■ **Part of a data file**
— begin —
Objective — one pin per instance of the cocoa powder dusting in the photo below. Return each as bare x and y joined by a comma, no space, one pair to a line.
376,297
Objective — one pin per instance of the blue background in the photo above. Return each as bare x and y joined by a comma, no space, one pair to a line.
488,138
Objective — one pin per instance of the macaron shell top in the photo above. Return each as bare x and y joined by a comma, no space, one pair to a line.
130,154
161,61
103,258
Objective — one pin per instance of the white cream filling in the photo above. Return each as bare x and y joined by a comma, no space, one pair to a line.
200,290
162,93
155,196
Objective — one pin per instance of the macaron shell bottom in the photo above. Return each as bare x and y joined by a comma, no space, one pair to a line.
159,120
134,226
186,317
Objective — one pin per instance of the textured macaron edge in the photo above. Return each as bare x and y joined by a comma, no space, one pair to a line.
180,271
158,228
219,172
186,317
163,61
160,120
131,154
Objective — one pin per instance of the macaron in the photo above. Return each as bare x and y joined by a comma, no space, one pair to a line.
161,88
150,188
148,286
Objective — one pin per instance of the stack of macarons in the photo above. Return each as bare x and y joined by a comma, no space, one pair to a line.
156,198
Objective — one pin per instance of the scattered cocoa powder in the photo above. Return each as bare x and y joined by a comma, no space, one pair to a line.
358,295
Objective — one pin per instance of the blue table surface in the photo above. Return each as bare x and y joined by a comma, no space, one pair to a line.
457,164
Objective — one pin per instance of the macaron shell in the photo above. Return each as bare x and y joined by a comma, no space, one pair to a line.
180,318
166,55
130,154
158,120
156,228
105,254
— end —
— begin —
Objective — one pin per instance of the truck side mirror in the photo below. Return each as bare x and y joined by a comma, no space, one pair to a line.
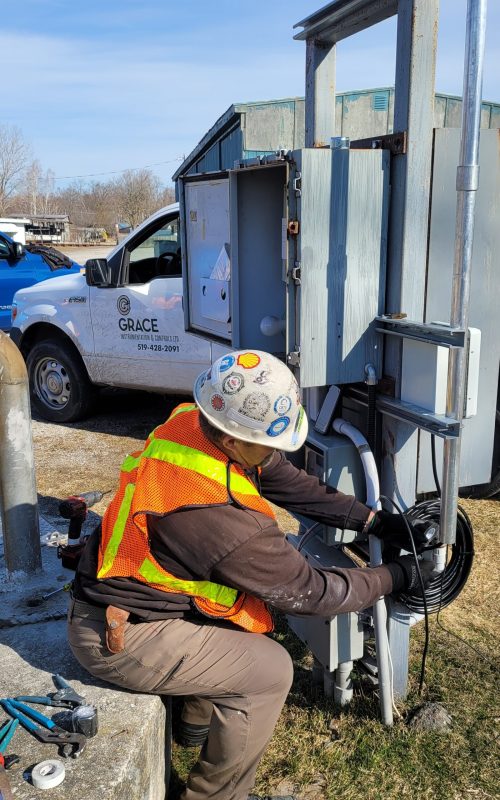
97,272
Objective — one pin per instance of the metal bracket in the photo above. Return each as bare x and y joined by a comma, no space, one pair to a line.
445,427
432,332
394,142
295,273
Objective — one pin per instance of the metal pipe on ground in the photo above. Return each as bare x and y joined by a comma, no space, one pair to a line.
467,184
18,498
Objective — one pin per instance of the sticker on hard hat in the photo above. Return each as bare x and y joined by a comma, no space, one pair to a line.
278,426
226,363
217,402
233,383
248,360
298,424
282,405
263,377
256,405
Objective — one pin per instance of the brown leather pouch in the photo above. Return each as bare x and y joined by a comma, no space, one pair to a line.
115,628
— end —
■ **WHAT THE EXERCISE ASKS**
How many lines of the records contain the string "powder", counting case? Reply with the number alone.

■ **EXERCISE RESULT**
2